#### Problem statement:
Repeat the records in full and exactly, omitting pictures.
***** Extracted entries *****
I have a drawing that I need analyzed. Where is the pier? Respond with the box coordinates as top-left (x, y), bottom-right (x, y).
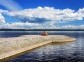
top-left (0, 35), bottom-right (76, 61)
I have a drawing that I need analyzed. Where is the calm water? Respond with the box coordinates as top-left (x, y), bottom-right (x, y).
top-left (1, 31), bottom-right (84, 62)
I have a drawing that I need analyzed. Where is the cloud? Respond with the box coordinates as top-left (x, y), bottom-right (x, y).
top-left (60, 25), bottom-right (84, 29)
top-left (7, 6), bottom-right (84, 23)
top-left (0, 22), bottom-right (40, 29)
top-left (78, 8), bottom-right (84, 17)
top-left (0, 0), bottom-right (22, 11)
top-left (0, 22), bottom-right (84, 29)
top-left (0, 6), bottom-right (84, 29)
top-left (0, 13), bottom-right (5, 23)
top-left (0, 9), bottom-right (8, 13)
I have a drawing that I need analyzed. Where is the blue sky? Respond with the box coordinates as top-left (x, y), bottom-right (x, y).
top-left (0, 0), bottom-right (84, 29)
top-left (0, 0), bottom-right (84, 10)
top-left (21, 0), bottom-right (84, 10)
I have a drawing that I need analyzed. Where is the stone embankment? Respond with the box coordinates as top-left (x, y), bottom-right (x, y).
top-left (0, 35), bottom-right (76, 61)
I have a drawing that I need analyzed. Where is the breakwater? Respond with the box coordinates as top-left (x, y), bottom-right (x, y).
top-left (0, 35), bottom-right (75, 61)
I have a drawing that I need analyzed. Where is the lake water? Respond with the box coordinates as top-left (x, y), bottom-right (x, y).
top-left (0, 31), bottom-right (84, 62)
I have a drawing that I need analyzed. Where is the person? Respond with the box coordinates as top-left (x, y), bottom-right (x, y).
top-left (41, 31), bottom-right (48, 36)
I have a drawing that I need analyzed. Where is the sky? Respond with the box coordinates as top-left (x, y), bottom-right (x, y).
top-left (0, 0), bottom-right (84, 29)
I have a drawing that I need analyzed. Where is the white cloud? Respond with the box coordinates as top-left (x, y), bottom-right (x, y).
top-left (60, 25), bottom-right (84, 29)
top-left (0, 13), bottom-right (5, 23)
top-left (0, 9), bottom-right (8, 13)
top-left (0, 22), bottom-right (84, 29)
top-left (7, 6), bottom-right (84, 22)
top-left (0, 0), bottom-right (22, 11)
top-left (0, 6), bottom-right (84, 29)
top-left (0, 22), bottom-right (40, 29)
top-left (78, 8), bottom-right (84, 18)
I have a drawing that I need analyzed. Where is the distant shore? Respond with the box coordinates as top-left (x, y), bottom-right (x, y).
top-left (0, 29), bottom-right (84, 31)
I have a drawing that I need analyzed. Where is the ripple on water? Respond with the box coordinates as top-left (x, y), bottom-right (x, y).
top-left (7, 32), bottom-right (84, 62)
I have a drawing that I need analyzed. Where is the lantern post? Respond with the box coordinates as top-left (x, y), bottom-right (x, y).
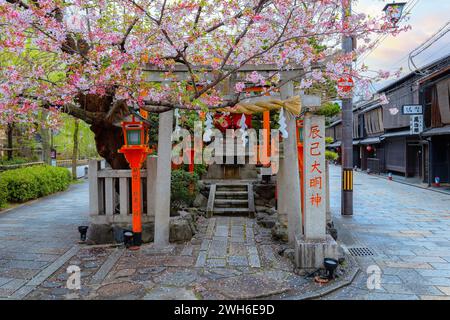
top-left (118, 116), bottom-right (151, 249)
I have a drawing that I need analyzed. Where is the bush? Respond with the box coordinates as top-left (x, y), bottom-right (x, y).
top-left (0, 165), bottom-right (71, 203)
top-left (0, 157), bottom-right (30, 166)
top-left (0, 178), bottom-right (7, 208)
top-left (171, 169), bottom-right (199, 208)
top-left (326, 150), bottom-right (339, 162)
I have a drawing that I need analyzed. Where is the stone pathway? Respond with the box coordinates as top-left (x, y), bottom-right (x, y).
top-left (0, 175), bottom-right (357, 300)
top-left (322, 165), bottom-right (450, 300)
top-left (0, 181), bottom-right (89, 299)
top-left (195, 217), bottom-right (261, 269)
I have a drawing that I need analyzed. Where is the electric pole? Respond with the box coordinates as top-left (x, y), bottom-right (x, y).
top-left (341, 0), bottom-right (354, 216)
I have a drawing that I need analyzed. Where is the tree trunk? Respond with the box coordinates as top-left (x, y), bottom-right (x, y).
top-left (7, 123), bottom-right (13, 160)
top-left (72, 118), bottom-right (80, 180)
top-left (40, 111), bottom-right (51, 165)
top-left (90, 122), bottom-right (128, 169)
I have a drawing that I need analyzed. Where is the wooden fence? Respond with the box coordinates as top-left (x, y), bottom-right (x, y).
top-left (88, 157), bottom-right (157, 225)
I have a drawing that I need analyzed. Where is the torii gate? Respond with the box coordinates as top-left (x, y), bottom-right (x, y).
top-left (133, 64), bottom-right (338, 267)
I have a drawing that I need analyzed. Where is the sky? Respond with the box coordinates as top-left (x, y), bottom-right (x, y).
top-left (354, 0), bottom-right (450, 90)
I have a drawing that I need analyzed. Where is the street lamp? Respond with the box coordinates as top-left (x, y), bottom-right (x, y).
top-left (118, 116), bottom-right (151, 249)
top-left (383, 2), bottom-right (407, 25)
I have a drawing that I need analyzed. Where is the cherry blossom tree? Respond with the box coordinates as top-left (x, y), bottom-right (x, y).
top-left (0, 0), bottom-right (409, 168)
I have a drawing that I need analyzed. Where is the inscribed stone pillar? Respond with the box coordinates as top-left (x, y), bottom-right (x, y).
top-left (154, 110), bottom-right (173, 247)
top-left (303, 113), bottom-right (326, 240)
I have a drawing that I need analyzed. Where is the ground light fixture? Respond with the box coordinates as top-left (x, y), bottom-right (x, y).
top-left (324, 258), bottom-right (339, 280)
top-left (123, 231), bottom-right (134, 248)
top-left (78, 226), bottom-right (88, 243)
top-left (382, 2), bottom-right (407, 25)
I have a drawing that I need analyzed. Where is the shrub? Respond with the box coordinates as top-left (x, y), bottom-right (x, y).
top-left (0, 177), bottom-right (7, 208)
top-left (171, 169), bottom-right (199, 208)
top-left (326, 150), bottom-right (339, 162)
top-left (0, 165), bottom-right (71, 203)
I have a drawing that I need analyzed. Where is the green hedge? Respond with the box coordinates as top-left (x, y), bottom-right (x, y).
top-left (0, 178), bottom-right (7, 208)
top-left (0, 165), bottom-right (71, 204)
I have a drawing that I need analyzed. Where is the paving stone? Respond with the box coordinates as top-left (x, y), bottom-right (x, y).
top-left (114, 269), bottom-right (136, 278)
top-left (96, 281), bottom-right (145, 299)
top-left (215, 226), bottom-right (229, 237)
top-left (143, 286), bottom-right (198, 300)
top-left (203, 274), bottom-right (289, 299)
top-left (200, 240), bottom-right (211, 251)
top-left (1, 260), bottom-right (48, 270)
top-left (229, 243), bottom-right (247, 256)
top-left (229, 237), bottom-right (245, 243)
top-left (208, 241), bottom-right (228, 258)
top-left (180, 245), bottom-right (194, 256)
top-left (0, 277), bottom-right (12, 287)
top-left (227, 256), bottom-right (248, 267)
top-left (195, 251), bottom-right (207, 268)
top-left (153, 269), bottom-right (198, 287)
top-left (206, 259), bottom-right (226, 268)
top-left (247, 246), bottom-right (261, 267)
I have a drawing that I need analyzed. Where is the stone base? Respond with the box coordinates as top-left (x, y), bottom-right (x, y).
top-left (294, 234), bottom-right (340, 270)
top-left (87, 213), bottom-right (196, 245)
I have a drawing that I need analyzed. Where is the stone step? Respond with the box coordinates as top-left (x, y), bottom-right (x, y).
top-left (213, 208), bottom-right (251, 215)
top-left (215, 191), bottom-right (248, 196)
top-left (216, 186), bottom-right (248, 192)
top-left (215, 192), bottom-right (248, 200)
top-left (214, 199), bottom-right (248, 208)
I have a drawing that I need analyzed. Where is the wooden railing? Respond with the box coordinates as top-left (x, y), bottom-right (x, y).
*****
#### Finished exercise:
I have a drawing that I need analyzed. Where is the pier? Respond with the box coordinates as top-left (x, y), bottom-right (x, y).
top-left (0, 35), bottom-right (76, 61)
I have a drawing that I need analyzed. Where is the calm water? Respond with the box coordinates as top-left (x, y), bottom-right (x, y).
top-left (1, 31), bottom-right (84, 62)
I have a drawing that I need analyzed. Where is the cloud? Respond with the box coordinates as top-left (x, y), bottom-right (x, y).
top-left (60, 25), bottom-right (84, 29)
top-left (7, 6), bottom-right (84, 23)
top-left (0, 22), bottom-right (40, 29)
top-left (78, 8), bottom-right (84, 17)
top-left (0, 0), bottom-right (22, 11)
top-left (0, 22), bottom-right (84, 29)
top-left (0, 6), bottom-right (84, 29)
top-left (0, 13), bottom-right (5, 23)
top-left (0, 9), bottom-right (8, 13)
I have a drawing that I need analyzed. Where is the blue sky? Respond with the box coordinates as top-left (x, y), bottom-right (x, y).
top-left (0, 0), bottom-right (84, 29)
top-left (0, 0), bottom-right (84, 10)
top-left (21, 0), bottom-right (84, 10)
I have a drawing that I need analyzed. Where is the stone embankment? Respond with the box coordinates as top-left (x, y), bottom-right (x, y).
top-left (0, 35), bottom-right (76, 61)
I have a drawing that I need analyzed. Where is the breakwater? Respond with the box coordinates as top-left (x, y), bottom-right (x, y).
top-left (0, 35), bottom-right (75, 61)
I have a drawing that I need analyzed. Where is the lake water? Respond with the box coordinates as top-left (x, y), bottom-right (x, y).
top-left (0, 31), bottom-right (84, 62)
I have a drawing that I need analyzed. Where is the person? Respond with the box coordinates as top-left (x, y), bottom-right (x, y).
top-left (41, 31), bottom-right (48, 36)
I have a drawing that I need analyzed. Where is the sky? Respond with the box coordinates as top-left (x, y), bottom-right (x, y).
top-left (0, 0), bottom-right (84, 29)
I have a drawing that I need analyzed. Where is the white cloud? Respond with the box coordinates as top-left (x, y), bottom-right (x, y).
top-left (60, 25), bottom-right (84, 29)
top-left (0, 13), bottom-right (5, 23)
top-left (0, 9), bottom-right (8, 13)
top-left (0, 22), bottom-right (84, 29)
top-left (7, 6), bottom-right (84, 22)
top-left (0, 0), bottom-right (22, 11)
top-left (0, 6), bottom-right (84, 29)
top-left (0, 22), bottom-right (40, 29)
top-left (78, 8), bottom-right (84, 18)
I have a drawing that I need analyzed. Where is the distant shore? Respond with the box coordinates as top-left (x, y), bottom-right (x, y).
top-left (0, 29), bottom-right (84, 31)
I have a drawing that I need analyzed. Where is the ripple on water? Respond with the box coordinates as top-left (x, y), bottom-right (x, y).
top-left (7, 32), bottom-right (84, 62)
I have a drawing that I need analyzed. Where is the lantern post? Respond with the box coordinates as top-left (x, y), bottom-right (x, y).
top-left (118, 116), bottom-right (151, 249)
I have a drawing that I need analyzed. Where is the bush? Respond with the box coordinates as top-left (x, y), bottom-right (x, y).
top-left (0, 165), bottom-right (71, 203)
top-left (0, 157), bottom-right (30, 166)
top-left (0, 178), bottom-right (7, 208)
top-left (171, 169), bottom-right (199, 208)
top-left (326, 150), bottom-right (339, 162)
I have a drawing that I need analyzed. Where is the stone pathway? Respond with the box coordinates as top-left (x, y), bottom-right (x, y).
top-left (0, 175), bottom-right (357, 300)
top-left (322, 165), bottom-right (450, 300)
top-left (0, 181), bottom-right (89, 299)
top-left (195, 217), bottom-right (261, 269)
I have a drawing that I need analyzed. Where is the electric pole? Respond with the box coordinates as top-left (x, y), bottom-right (x, y).
top-left (341, 0), bottom-right (354, 216)
I have a drawing that I need analyzed. Where is the tree trunk? Respond with the box coordinates as top-left (x, y), bottom-right (x, y).
top-left (7, 123), bottom-right (13, 160)
top-left (72, 118), bottom-right (80, 180)
top-left (40, 111), bottom-right (51, 165)
top-left (90, 122), bottom-right (128, 169)
I have a drawing that I need analyzed. Where is the wooden fence? Respond with the box coordinates as top-left (x, y), bottom-right (x, y).
top-left (88, 157), bottom-right (157, 225)
I have a drawing that I need analyzed. Where is the torii gate? Respond with the box coordinates as top-left (x, y), bottom-right (x, y).
top-left (133, 64), bottom-right (338, 267)
I have a drawing that I need analyzed. Where is the sky? Respond with the box coordinates as top-left (x, y), bottom-right (x, y).
top-left (354, 0), bottom-right (450, 90)
I have a drawing that I need analyzed. Where is the street lamp? Respond with the box coordinates as top-left (x, y), bottom-right (x, y).
top-left (118, 116), bottom-right (151, 249)
top-left (383, 2), bottom-right (407, 25)
I have a drawing that I need analyzed. Where is the cherry blossom tree? Respond with the box coordinates as top-left (x, y), bottom-right (x, y).
top-left (0, 0), bottom-right (409, 168)
I have a drawing that I need analyzed. Where is the inscribed stone pillar? Respond with the box coordinates as top-left (x, y), bottom-right (x, y).
top-left (154, 110), bottom-right (173, 247)
top-left (303, 113), bottom-right (326, 240)
I have a drawing that I need analyzed. Where is the ground light fixture? Respond with the box coordinates as top-left (x, y), bottom-right (x, y).
top-left (324, 258), bottom-right (339, 280)
top-left (123, 231), bottom-right (134, 248)
top-left (78, 226), bottom-right (88, 243)
top-left (382, 2), bottom-right (407, 25)
I have a drawing that I need analyzed. Where is the shrub? Respond with the box coordinates as top-left (x, y), bottom-right (x, y).
top-left (0, 177), bottom-right (7, 208)
top-left (171, 169), bottom-right (199, 208)
top-left (326, 150), bottom-right (339, 162)
top-left (0, 165), bottom-right (71, 203)
I have a drawing that I need analyzed. Where is the green hedge? Respond with the box coordinates as top-left (x, y), bottom-right (x, y).
top-left (0, 178), bottom-right (7, 208)
top-left (0, 165), bottom-right (71, 204)
I have a drawing that I need analyzed. Where is the paving stone? Respond with the box coordinates as top-left (x, y), bottom-right (x, y).
top-left (114, 269), bottom-right (136, 278)
top-left (96, 281), bottom-right (145, 299)
top-left (215, 226), bottom-right (229, 237)
top-left (143, 286), bottom-right (198, 300)
top-left (203, 274), bottom-right (289, 299)
top-left (200, 240), bottom-right (211, 251)
top-left (1, 260), bottom-right (48, 270)
top-left (229, 243), bottom-right (247, 256)
top-left (229, 237), bottom-right (245, 243)
top-left (208, 241), bottom-right (228, 258)
top-left (180, 245), bottom-right (194, 256)
top-left (0, 277), bottom-right (12, 287)
top-left (227, 256), bottom-right (248, 267)
top-left (195, 251), bottom-right (207, 268)
top-left (153, 269), bottom-right (198, 287)
top-left (206, 259), bottom-right (226, 268)
top-left (247, 246), bottom-right (261, 267)
I have a drawing that I need analyzed. Where is the stone base? Respond with the box coordinates as top-left (x, y), bottom-right (x, y).
top-left (294, 234), bottom-right (340, 270)
top-left (87, 213), bottom-right (196, 245)
I have a drawing that I need analyzed. Where is the stone step? Respond with the box coordinates as top-left (x, y), bottom-right (x, y).
top-left (213, 208), bottom-right (251, 215)
top-left (215, 191), bottom-right (248, 196)
top-left (216, 186), bottom-right (248, 192)
top-left (215, 192), bottom-right (248, 200)
top-left (214, 199), bottom-right (248, 208)
I have a drawing that I need analyzed. Where is the wooden railing? Respond with the box coordinates as top-left (x, y), bottom-right (x, y).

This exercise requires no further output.